[Stored data entries]
* * *
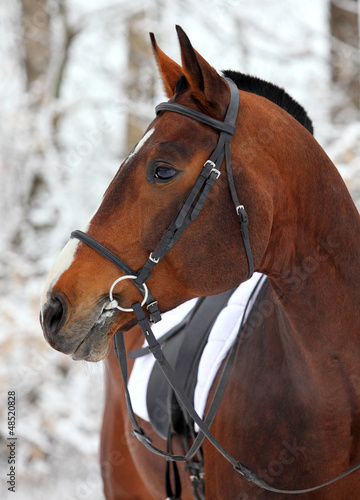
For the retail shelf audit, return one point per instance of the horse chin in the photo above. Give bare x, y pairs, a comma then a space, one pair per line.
96, 344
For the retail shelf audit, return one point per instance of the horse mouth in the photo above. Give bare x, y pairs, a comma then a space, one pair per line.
95, 345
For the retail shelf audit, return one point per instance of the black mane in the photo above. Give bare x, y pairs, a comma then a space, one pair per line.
273, 93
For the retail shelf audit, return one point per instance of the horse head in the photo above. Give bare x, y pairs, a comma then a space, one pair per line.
145, 195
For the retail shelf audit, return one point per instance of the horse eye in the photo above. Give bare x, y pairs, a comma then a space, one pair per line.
164, 173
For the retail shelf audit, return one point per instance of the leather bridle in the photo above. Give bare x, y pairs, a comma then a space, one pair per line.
188, 213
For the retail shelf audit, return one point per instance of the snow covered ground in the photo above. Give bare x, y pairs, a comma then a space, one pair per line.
58, 401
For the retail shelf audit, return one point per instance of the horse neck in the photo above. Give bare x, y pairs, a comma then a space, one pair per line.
313, 255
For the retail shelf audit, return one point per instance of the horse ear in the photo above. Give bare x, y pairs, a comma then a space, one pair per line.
170, 71
204, 81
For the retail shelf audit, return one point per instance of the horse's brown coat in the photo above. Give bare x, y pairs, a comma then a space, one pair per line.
291, 411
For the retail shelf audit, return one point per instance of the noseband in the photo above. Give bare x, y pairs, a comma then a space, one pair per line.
187, 213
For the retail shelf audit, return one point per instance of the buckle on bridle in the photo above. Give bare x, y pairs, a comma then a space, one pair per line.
155, 261
126, 277
213, 168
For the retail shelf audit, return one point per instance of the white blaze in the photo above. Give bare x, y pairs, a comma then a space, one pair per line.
61, 265
140, 144
66, 257
63, 262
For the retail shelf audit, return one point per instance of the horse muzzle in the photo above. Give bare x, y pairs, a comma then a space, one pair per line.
83, 338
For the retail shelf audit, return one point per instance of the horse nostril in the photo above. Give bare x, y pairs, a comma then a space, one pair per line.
53, 315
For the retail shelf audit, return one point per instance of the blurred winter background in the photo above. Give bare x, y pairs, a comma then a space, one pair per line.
78, 86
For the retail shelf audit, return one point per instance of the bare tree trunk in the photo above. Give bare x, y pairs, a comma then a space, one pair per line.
36, 32
345, 64
141, 82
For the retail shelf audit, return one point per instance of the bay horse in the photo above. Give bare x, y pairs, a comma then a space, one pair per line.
291, 409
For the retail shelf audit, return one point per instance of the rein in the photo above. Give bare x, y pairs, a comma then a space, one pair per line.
188, 213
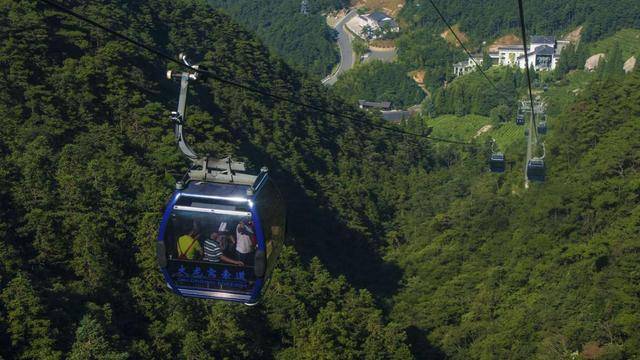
* * *
WORK ORDER
Word for word, repeat all the data, but not its images.

RESULT
For the retail shelf audit, return one point per instance of the horse chin in the photo above. Give bare x, y pairs, a comma then a space, one pair per line.
96, 344
For the retail shelf audit, return one point per instance of the horse mouth in the photo above. Give bare x, y pairs, a comma then a space, one pair per line.
95, 345
For the retail shelf audit, return one point per instance of the black mane in the photo above. Give bare x, y pairs, a comma then a space, one pair per line.
273, 93
For the retail shelf audit, return one point per instance of the horse head in the photo above. Give bare x, y pairs, a comma then a space, one pair per line.
145, 195
For the retail shelf audit, return one point per instance of the horse eye in the photo above. Give bare x, y pairs, a comma then a space, one pair per line.
164, 173
For the retail shelf audit, return one point per instance of the leather bridle in the photo above. Give bare x, y pairs, a comma then a space, one pair per line.
188, 213
For the retail shelf audit, return one point per instance of the snow covered ground in the photo above. Give bare x, y pairs, a comma then a space, one pair per line.
58, 401
For the retail shelf audit, return one point per instance of the horse neck in the photo above. Give bare x, y pairs, a comma then a space, one pair per line.
313, 255
For the retail shelf audit, return one point per instance of the horse ear in the photo above. Give bare x, y pairs, a comma then a space, one pair per line.
170, 71
204, 81
For the retail shelf audit, return one point per instance of the horse's brown coat in the photo above. Give bare x, y pairs, a comma then a space, one pair per line.
291, 411
For the retail shelf audit, return one point per instance of the noseband in the photo above. Give bare x, y pairs, a comma then a space, one pair per line.
187, 213
For the retail shelf audit, return one point per instance of the buckle on bridle in the photo above. Give bare x, y pairs, a comma then a space, one pair per line.
155, 261
126, 277
213, 168
For the retail shelf audit, return one point per instance of the white blaze in the photo above. Give bare x, y pairs, a comma then a space, one pair per line.
61, 265
140, 144
66, 257
63, 262
For the retail shelf audit, return one point per instance of the horse muzzle in the photo above. Give bare x, y pairs, a comma then a space, one pair per line.
83, 338
For the retail shelf audit, return one point per instance of the horse nostril in the photo above. Give bare x, y pairs, a comma then a space, one pair per line.
53, 315
For the retail shelf audit, return one point per instance of the blurred winter background in the photo above. Give bare x, y pairs, a comma then a space, one pair per line.
78, 86
For the retail shelf audit, return one point per instance of the bare tree trunk in the photo above. Give bare x, y pairs, a comma then a space, one pair per line.
36, 32
345, 64
141, 82
For the retail shelf audit, return one point per instance of the bay horse in the photo above. Give bare x, y pairs, a comma then a space, one pair per line.
291, 409
For the retail shelf audit, return one point per instance of the rein in the photo above. Give bare x, y pairs, a comma then a space, one pair per line.
188, 213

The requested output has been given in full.